— BEGIN Provided passage —

Oh fuck.
From The Brains That Brought You Battle in Seattle // This Revolution…
In 1995, Ken Loach directed Land and Freedom (written by James “Jim” Allen: 1926–1999), a bastardised version of Homage in which the ‘anarchists’ were lumped in together with the POUM. (See the review ‘Land & Freedom (or: I Couldn’t Afford the Rights to Homage to Catalonia)’, Black Flag, No.207: “I feel sorry for poor old Ken Loach, it must be terrible being a working class hero trying to make a film about the Spanish civil war when the enemy has all the best tunes. Thankfully he can sleep at night ‘cos he nicked them. I’m not talking about the fascists, of course, but the anarchists. In fact it would have been impossible to make a film about the POUM without extensively nicking from anarchist heritage because the POUM had none of their own…”)
And now, for your viewing pleasure:
Firth, Spacey to star in ‘Catalonia’
Pamela McClintock and John Hopewell
Variety
May 19, 2009Hugh Hudson will direct the bigscreen adaptation of George Orwell’s “Catalonia,” with Colin Firth and Kevin Spacey attached to star. Arclight Films is repping the film at the Cannes market.
Hudson (“I Dreamed of Africa,” “Chariots of Fire”) will direct from a script by Bob Ellis…
Bob Motherhugging Ellis “has had a long and close involvement with politics, covering as a journalist twenty-four [electoral] campaigns in Australia, the UK and the USA, and writing speeches or slogans for Kim Beazley, Bob Carr, Mike Rann, Jim Bacon, John Faulkner, Cheryl Kernot, Bob Brown and Mark Latham.”
Fuck.
Note that something like 57 Australian citizens went to Spain to fight as part of the Communist ‘International Brigades’. One who did not was the Englishman Harvey Buttonshaw, who settled in Australia after WWII. Harvey, “went to Spain to fight with the Syndicalists in 1936, and told George Orwell to pull his head in, or he’d get shot, just before exactly that happened. He is among the group shown on the front cover of [one particular edition of] Orwell’s Homage to Catalonia.”

— END Provided passage —
— BEGIN Extracted data —

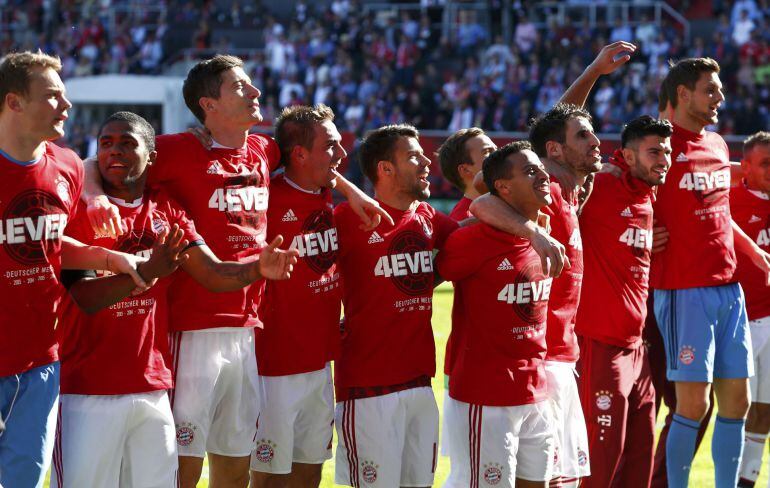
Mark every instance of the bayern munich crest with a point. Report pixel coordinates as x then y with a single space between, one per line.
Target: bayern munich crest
158 225
63 189
603 400
369 471
582 457
687 354
265 450
493 473
185 434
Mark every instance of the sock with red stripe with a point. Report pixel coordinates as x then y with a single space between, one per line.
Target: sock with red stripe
751 462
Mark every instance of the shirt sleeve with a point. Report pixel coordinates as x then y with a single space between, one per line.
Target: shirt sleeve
273 154
168 150
456 259
179 217
443 227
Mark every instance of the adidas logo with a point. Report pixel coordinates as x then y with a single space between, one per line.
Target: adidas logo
289 216
214 169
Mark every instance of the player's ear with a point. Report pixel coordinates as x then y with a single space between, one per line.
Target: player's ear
629 156
682 94
207 104
13 101
553 149
298 154
465 170
385 168
501 187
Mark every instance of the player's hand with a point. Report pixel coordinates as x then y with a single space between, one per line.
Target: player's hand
612 57
736 173
167 254
104 217
368 210
203 135
277 264
553 255
659 237
123 263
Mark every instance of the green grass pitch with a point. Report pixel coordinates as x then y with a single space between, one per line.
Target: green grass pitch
702 475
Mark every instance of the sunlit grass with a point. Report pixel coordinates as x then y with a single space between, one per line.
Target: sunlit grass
702 475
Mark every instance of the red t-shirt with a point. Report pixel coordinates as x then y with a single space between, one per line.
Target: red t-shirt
461 210
37 202
616 225
123 348
694 206
387 281
565 294
301 314
751 211
225 192
502 295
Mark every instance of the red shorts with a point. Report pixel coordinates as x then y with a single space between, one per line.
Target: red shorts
619 407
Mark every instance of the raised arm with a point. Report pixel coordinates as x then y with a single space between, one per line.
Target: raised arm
744 244
367 208
610 58
220 276
76 255
93 294
493 211
103 214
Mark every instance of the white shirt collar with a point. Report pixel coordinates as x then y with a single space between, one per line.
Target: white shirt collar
297 187
119 201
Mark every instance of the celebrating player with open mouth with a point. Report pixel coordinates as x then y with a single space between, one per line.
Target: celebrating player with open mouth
386 416
115 365
699 307
40 190
614 374
499 414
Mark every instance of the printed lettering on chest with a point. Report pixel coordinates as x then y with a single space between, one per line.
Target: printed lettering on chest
705 182
528 295
243 198
32 223
318 243
408 263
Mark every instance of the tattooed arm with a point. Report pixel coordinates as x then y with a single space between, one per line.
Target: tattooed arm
216 275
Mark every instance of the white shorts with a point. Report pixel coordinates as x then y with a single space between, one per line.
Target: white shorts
760 343
492 446
571 457
296 421
109 441
216 395
444 448
387 441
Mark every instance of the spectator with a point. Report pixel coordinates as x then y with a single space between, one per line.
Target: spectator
743 28
525 35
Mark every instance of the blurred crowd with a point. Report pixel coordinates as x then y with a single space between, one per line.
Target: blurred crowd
374 69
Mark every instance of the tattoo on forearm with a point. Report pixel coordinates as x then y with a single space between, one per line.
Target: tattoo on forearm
239 272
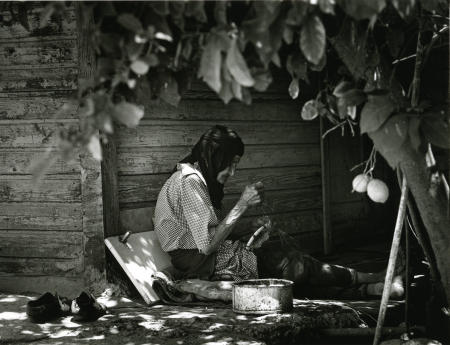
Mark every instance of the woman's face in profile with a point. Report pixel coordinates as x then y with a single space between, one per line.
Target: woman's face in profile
223 175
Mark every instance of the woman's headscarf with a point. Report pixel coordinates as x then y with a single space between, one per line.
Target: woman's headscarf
214 152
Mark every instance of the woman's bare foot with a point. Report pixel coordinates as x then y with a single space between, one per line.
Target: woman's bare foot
397 288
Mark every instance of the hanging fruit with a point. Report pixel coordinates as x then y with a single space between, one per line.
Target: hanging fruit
377 191
360 182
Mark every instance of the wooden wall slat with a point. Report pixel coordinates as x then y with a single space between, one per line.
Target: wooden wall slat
282 201
277 90
214 110
43 209
27 267
40 216
38 105
56 189
38 54
18 161
139 188
15 31
41 244
38 79
188 132
28 135
295 222
162 160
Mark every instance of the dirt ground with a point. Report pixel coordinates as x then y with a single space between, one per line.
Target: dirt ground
130 323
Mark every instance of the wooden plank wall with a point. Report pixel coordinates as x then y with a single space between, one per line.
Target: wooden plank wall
281 150
41 227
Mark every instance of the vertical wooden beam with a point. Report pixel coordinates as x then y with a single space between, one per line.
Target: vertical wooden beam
91 184
325 172
110 187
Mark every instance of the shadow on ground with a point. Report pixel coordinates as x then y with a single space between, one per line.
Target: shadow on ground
131 323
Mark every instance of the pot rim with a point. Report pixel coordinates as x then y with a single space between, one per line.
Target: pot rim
265 282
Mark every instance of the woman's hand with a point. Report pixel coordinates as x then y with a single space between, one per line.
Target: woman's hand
252 194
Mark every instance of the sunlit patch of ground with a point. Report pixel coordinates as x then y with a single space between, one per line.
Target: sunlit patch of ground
131 323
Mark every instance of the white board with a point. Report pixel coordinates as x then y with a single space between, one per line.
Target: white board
140 257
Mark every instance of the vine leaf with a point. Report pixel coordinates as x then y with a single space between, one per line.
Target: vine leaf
312 39
404 7
390 137
342 88
196 9
297 67
413 132
169 91
220 13
435 130
375 112
353 97
94 148
128 114
311 109
211 61
226 92
263 79
140 67
130 22
237 65
327 6
362 9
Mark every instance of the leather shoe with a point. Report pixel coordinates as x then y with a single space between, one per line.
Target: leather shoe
86 308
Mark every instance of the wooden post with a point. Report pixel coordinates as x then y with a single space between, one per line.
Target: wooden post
110 188
325 172
392 259
91 184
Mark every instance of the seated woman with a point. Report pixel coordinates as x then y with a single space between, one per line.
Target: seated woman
190 229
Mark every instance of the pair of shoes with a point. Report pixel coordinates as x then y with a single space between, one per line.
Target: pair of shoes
48 307
86 308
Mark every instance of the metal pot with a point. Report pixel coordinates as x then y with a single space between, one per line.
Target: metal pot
262 296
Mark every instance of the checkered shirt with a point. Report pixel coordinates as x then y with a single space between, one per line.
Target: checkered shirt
185 219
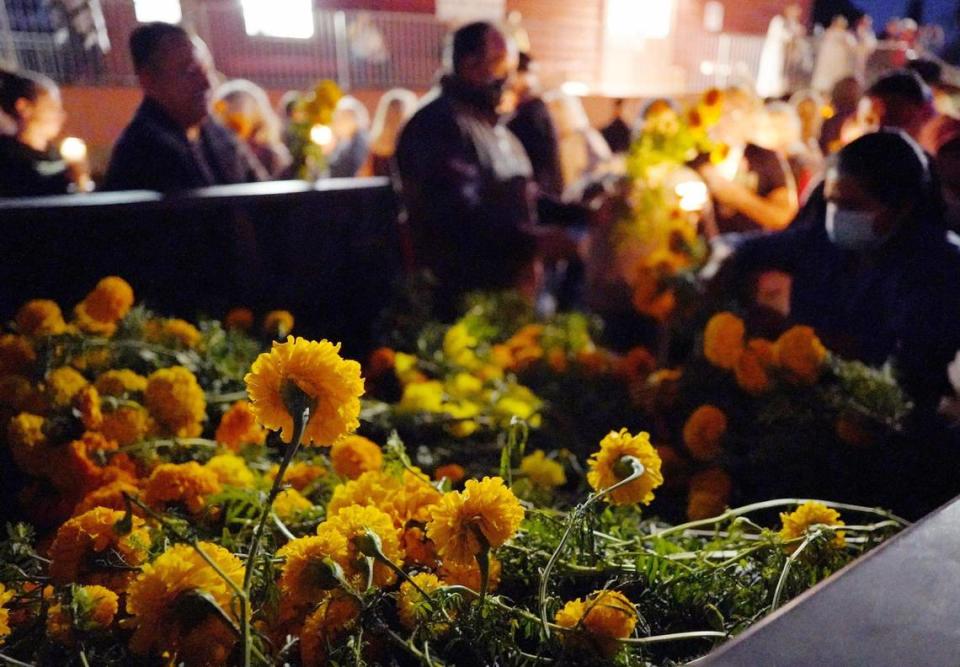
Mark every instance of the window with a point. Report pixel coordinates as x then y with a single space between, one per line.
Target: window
279 18
166 11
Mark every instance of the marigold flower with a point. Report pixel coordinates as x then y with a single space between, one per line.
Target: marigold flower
156 597
709 494
126 425
796 524
63 384
40 317
333 617
543 472
412 607
89 549
605 616
316 369
231 470
186 484
238 319
176 401
723 340
354 455
751 369
239 427
353 523
703 432
606 468
467 574
289 503
485 510
304 578
801 354
120 382
278 323
16 355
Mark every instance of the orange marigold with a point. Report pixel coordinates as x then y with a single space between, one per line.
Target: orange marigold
331 384
608 467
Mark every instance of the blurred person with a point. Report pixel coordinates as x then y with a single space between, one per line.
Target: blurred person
395 108
844 99
29 165
584 155
172 143
836 57
617 132
351 131
532 125
752 187
243 107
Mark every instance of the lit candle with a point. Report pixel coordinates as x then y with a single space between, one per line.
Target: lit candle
321 135
73 150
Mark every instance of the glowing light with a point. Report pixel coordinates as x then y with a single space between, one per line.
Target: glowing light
321 135
279 18
73 149
165 11
693 195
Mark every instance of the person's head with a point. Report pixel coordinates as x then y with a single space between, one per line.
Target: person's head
174 70
877 186
32 102
393 110
244 107
899 99
349 118
480 56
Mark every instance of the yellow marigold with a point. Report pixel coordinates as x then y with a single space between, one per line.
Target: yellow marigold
91 538
127 424
752 368
335 616
353 523
709 494
354 455
186 484
26 441
304 578
63 384
484 508
238 319
723 340
176 401
801 354
231 470
16 355
120 382
797 523
543 472
607 467
703 432
331 383
605 616
239 427
40 317
154 599
278 323
87 403
412 607
5 597
289 503
454 573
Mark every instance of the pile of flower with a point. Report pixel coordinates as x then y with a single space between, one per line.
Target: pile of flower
185 522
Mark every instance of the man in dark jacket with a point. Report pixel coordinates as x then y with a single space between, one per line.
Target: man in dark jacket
172 144
466 182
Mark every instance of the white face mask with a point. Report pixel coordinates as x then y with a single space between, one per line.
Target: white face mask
852 230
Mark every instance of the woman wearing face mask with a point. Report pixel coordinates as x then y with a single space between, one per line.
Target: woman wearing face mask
29 166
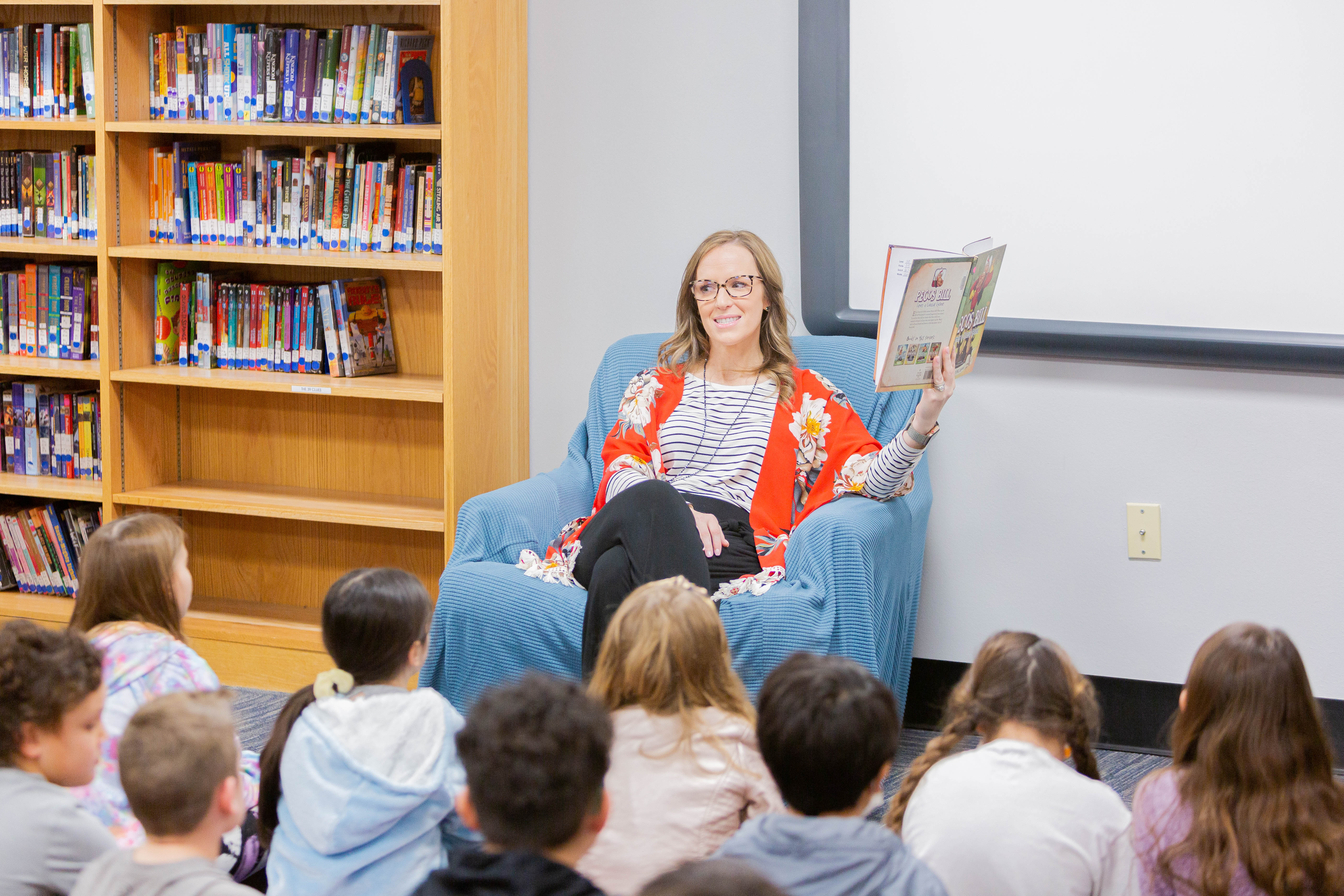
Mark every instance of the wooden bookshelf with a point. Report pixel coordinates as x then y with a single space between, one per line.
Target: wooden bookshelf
286 503
394 388
302 132
50 487
276 256
44 246
19 366
79 123
286 481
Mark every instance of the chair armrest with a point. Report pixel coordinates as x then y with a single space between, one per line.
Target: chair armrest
858 536
495 527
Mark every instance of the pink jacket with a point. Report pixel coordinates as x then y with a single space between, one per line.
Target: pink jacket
673 807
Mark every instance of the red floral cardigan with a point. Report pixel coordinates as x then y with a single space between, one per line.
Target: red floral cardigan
819 449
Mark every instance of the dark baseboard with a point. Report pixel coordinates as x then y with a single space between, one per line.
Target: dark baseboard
1136 715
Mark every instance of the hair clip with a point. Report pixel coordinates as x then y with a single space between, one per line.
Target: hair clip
331 683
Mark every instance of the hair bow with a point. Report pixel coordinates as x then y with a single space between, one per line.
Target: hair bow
331 683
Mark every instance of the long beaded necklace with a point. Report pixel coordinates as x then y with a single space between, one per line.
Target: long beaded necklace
705 426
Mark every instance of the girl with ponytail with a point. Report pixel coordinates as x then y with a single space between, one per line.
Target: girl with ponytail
1011 816
361 773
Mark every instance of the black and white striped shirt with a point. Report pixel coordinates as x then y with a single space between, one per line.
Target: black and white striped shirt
702 455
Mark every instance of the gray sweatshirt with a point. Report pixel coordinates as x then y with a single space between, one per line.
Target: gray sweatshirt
117 874
831 858
46 839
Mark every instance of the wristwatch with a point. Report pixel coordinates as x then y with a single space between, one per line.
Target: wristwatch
921 441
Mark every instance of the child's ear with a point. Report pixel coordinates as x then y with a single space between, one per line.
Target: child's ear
597 821
466 810
417 655
30 742
229 800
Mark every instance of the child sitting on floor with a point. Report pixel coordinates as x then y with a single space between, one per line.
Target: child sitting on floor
829 731
181 772
359 776
1010 816
1249 805
686 770
50 731
135 589
535 755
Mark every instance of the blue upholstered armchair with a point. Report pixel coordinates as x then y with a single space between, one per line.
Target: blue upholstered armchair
853 585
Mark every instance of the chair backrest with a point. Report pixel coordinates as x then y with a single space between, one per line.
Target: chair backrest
845 360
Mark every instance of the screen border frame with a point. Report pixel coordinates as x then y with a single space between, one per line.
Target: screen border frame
824 244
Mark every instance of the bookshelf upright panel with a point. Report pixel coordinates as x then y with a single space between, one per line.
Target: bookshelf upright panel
281 490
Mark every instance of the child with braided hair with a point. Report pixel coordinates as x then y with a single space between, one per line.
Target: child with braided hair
1011 816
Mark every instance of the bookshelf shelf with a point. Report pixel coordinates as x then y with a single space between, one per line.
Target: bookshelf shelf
279 130
257 256
396 388
50 487
44 246
288 503
197 444
79 123
22 366
288 3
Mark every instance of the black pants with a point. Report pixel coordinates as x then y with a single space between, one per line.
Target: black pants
647 534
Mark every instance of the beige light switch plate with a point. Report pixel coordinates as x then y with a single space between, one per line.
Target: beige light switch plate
1146 531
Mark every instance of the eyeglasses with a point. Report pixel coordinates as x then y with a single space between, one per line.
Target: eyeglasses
708 291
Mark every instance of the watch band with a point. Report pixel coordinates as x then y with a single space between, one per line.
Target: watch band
921 440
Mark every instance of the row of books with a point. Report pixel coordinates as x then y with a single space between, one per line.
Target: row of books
48 72
49 311
44 546
357 198
50 430
204 319
358 74
52 195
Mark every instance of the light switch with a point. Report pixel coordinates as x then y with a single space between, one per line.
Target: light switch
1146 531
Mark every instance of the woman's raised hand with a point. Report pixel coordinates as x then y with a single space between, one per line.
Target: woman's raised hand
932 401
712 536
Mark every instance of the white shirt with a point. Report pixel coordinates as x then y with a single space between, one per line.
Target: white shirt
1009 819
714 441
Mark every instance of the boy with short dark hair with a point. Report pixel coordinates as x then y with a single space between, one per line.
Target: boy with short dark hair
50 733
535 755
829 730
179 768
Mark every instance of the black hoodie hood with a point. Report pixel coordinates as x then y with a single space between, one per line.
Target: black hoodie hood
510 874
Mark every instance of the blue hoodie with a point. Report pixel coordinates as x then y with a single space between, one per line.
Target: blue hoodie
367 788
831 858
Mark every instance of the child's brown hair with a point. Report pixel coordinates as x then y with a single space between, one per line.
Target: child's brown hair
1254 769
666 651
1017 678
173 757
44 675
126 574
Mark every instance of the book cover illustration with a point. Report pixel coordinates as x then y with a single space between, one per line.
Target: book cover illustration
931 300
414 81
369 327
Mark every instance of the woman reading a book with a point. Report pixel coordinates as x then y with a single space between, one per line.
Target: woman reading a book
725 448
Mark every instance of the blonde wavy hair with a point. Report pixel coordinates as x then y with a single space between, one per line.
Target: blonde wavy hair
666 651
689 347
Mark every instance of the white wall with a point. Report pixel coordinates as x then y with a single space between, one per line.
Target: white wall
1031 477
651 126
1038 459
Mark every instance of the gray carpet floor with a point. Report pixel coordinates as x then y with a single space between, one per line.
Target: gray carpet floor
256 711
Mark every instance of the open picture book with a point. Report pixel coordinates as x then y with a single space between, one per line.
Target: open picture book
933 299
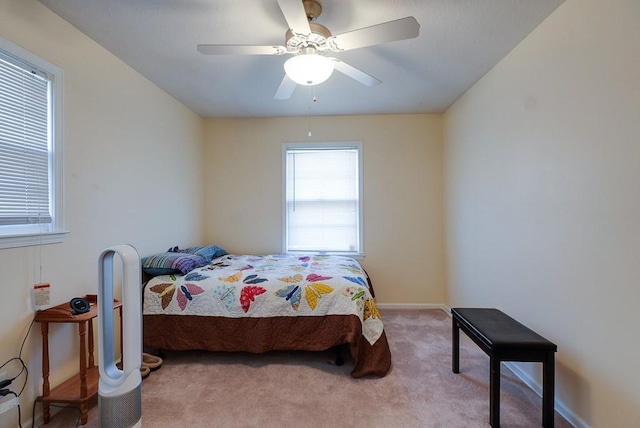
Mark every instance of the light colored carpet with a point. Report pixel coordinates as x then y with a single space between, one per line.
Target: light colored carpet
305 389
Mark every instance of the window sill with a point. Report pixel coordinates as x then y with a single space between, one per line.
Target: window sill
15 241
355 256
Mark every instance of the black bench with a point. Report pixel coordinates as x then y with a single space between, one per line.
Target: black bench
504 339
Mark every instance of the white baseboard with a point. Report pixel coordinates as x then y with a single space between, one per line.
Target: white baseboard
412 306
560 407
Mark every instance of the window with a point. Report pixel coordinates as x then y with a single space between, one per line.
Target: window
323 198
30 149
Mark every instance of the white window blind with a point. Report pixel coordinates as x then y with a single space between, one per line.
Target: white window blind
323 199
31 147
24 144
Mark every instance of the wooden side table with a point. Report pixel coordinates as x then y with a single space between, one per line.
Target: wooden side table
84 386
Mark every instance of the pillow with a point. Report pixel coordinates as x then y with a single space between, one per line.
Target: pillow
171 263
207 252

— END Extracted data —

Task instructions =>
[1] In the Homage to Catalonia post, the quoted Black Flag review says a film about the POUM could not be made without extensively borrowing from anarchist heritage. Why, according to the review?
[2] Report every line of the rows that contains the string "gray". Case counts.

Outputs =>
[1] The review says the POUM had no heritage of its own, so any film about it had to draw on anarchist heritage.

[2]
Mark every instance of the gray sweatshirt with a point. Report pixel coordinates as x then y with a single space between, one per line.
Target: gray sweatshirt
Mark every instance of the gray carpet floor with a point. Report pixel coordinates as x then y with a single space between, one per line.
Target: gray carpet floor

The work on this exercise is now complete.